- _Görevler ve Alıştırmalar_:
(a) Amasra maden kazası konuşmasına göre aşağıdaki soruları yanıtlayın.
(i) Konuşma hangi birleşimde ve hangi tarihte yapılmıştır?
(ii) İlk madenî parayı Anadolu'da kimlerin yaptığı belirtilmektedir?
(iii) Mesleki eğitim zorunluluğuna ilişkin hüküm 6331 sayılı Kanun'un hangi maddesinde yer almaktadır?
(b) Amasra maden kazası konuşmasını kaldığı yerden devam ettirin.

- _Sayfa Metni_:
===============

| Konu: | (10/6598, 6599, 6600, 6601, 6602, 6603, 6604, 6605) No.lu Bartın'ın Amasra İlçesinde Meydana Gelen Maden Kazasının Tüm Yönleriyle Araştırılarak Benzer Kazaların Önlenmesine Yönelik Tedbirlerin Belirlenmesi Amacıyla Anayasa'nın 98'inci, İçtüzük'ün 104 ve 105'inci Maddeleri Uyarınca Bir Meclis Araştırması Açılmasına İlişkin Önergeler ve Meclis Araştırması Komisyonu Raporu münasebetiyle |
| Yasama Yılı: | 6 |
| Birleşim: | 86 |
| Tarih: | 06.04.2023 |
MHP GRUBU ADINA HASAN KALYONCU (İzmir) - Sayın Başkan, değerli milletvekilleri; Bartın'ın Amasra İlçesinde Meydana Gelen Maden Kazasının Tüm Yönleriyle Araştırılarak Benzer Kazaların Önlenmesine Yönelik Tedbirlerin Belirlenmesi Amacıyla Kurulan Meclis Araştırması Komisyonu Raporu üzerine Milliyetçi Hareket Partisi Grubu adına söz aldım. Genel Kurulu saygıyla selamlıyorum.
Madenciliğin tarihi çok eskiye dayanmaktadır. Dünyadaki ilk madencilik faaliyetleri Anadolu topraklarında görülmüş ve milattan yedi bin yıl öncesinde madenlerin eritilip işletilmeye başlandığı tahmin edilmektedir. Bilinen uygarlıklardan Hititler milattan önce 2000-1200 yılları arası demirden pek çok aletin üretimini gerçekleştirmiştir. Madencilik tarihi insanlık tarihiyle eş zamanlı bir seyir göstermiştir. İnsanlar var olduğundan beri çevrelerindeki taşları, kayaları inceleyerek işlemeye çalışmışlardır. Nitekim, ilk madenî paranın Anadolu'da Lidyalılar tarafından yapıldığı da hemen hemen herkesçe bilinmektedir. Ülkemizde yer alan madenlerden bazıları başka ülkelerde ya çok az ya da hiç bulunmayıp sadece Türkiye'de yer almaktadır. Anadolu'nun madenciliğinin bunca yıllık tarihine rağmen Türkiye'de madencilik sektörünün öncüsü olan, maden işçilerine eğitim veren herhangi bir okul da bulunmamaktadır, bu görev Türkiye Taşkömürü Kurumu tarafından üstlenilmiştir; Türkiye Taşkaşkömürü Kurumu dışında özel iş yerleri de madencilik eğitimi vermektedir. Ayrıca, 6331 sayılı İş Sağlığı ve Güvenliği Kanunu'nun 17'nci maddesine göre "Mesleki eğitim alma zorunluluğu bulunan tehlikeli ve çok tehlikeli sınıfta yer alan işlerde, yapacağı işle ilgili mesleki eğitim aldığını belgeleyemeyenler çalıştırılamaz." şeklinde ifade edilmektedir. Madende çalışacakların işe başlamadan evvel mesleki eğitim alma zorunlulukları buradan anlaşılmaktadır. Türkiye Taşkömürü Kurumuna alınacakların eğitimleri İŞKUR ortaklığıyla gerçekleştirilmektedir. Madencilikle ilgili eğitimlerin verilmesi için profesyonel birimlerin kurulması, kaçak ve izin dışı yapılaşmalara izin verilmemesi, bunlara göz yumulmaması, bu husustaki denetim ve takip mekanizmalarının daha etkin çalıştırılması adına olumlu adımların atılması da ayrıca büyük önem taşımaktadır.

===============

- _Veri Bölümü_:
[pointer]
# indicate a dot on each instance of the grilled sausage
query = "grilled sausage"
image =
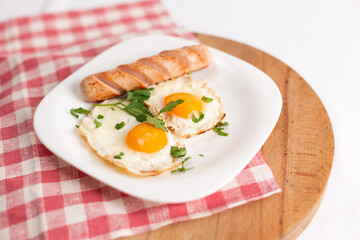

===============

- _Görev Yanıtları_:
(a)
(i) 86'ncı birleşimde, 06.04.2023 tarihinde yapılmıştır.
(ii) Lidyalılar.
(iii) 17'nci maddesinde.

(b)
Türkiye'de iş sağlığı ve güvenliği konusunda madenlerde yaşanan problemler ele alındığında bu hususta çalışmaların ve düzenlemelerin yapılması oldukça önemlidir. Kazaları azaltmak için bir iş sağlığı güvenliği kültürünün oluşturulması ve altyapı çalışmalarının hızlandırılması iş güvenliği uzmanlarının yetiştirilip sektöre bir an önce yoğun ve etkin bir şekilde dâhil edilmesi bu noktada öncelikli önem arz eden hususlardandır.
Madencilik iş kolu İşyeri Tehlike Sınıfları Tebliği tarafından çok tehlikeli sınıf olarak tanımlanmaktadır. Madencilik faaliyeti sürdürülürken birçok riskle iç içe bulunulmaktadır. Spesifik özellik arz eden bu sektör, iş sahasının tercihen değil de cevhere bağlı olarak zaruri kurulum ilkesi nedeniyle tahmin edilebilen ve tahmin edilemeyen riskler olarak iki başlık altında risklere sahiptir. Özellikle yer altı madenlerinde göçük, deprem, kavlak düşmesi, sel baskını gibi maden sahalarındaki ortamdan kaynaklı tahmin edilemeyen riskler görülmektedir. Bunun yanında iş sahasındaki güvensiz durumlar ve güvensiz davranışların esas alınarak belirlendiği mevcut riskler bulunmaktadır. Bu riskler ise elektrikten kaynaklı riskler, gaz ve kömür tozu kaynaklı riskler, patlayıcı maddelerden kaynaklı riskler, tavan boşalmaları, göçükler, nakliyat ve mekanizasyona ilişkin riskler, su basması riski, ocak yangını riski, ocak gazlarının yol açtığı riskler şeklinde ifade edilmektedir. Kömür madenlerinde kazalara neden olan en önemli riskler ise göçük riski, yangın ve patlamalara ilişkin risklerdir. 1983-2014 yılları arasında yer altı kömür madenlerinde meydana gelen 20 tane toplu, ölümlü kaza incelendiğinde 16 kazanın grizu patlaması nedeniyle meydana geldiği kayıtlara geçmiştir.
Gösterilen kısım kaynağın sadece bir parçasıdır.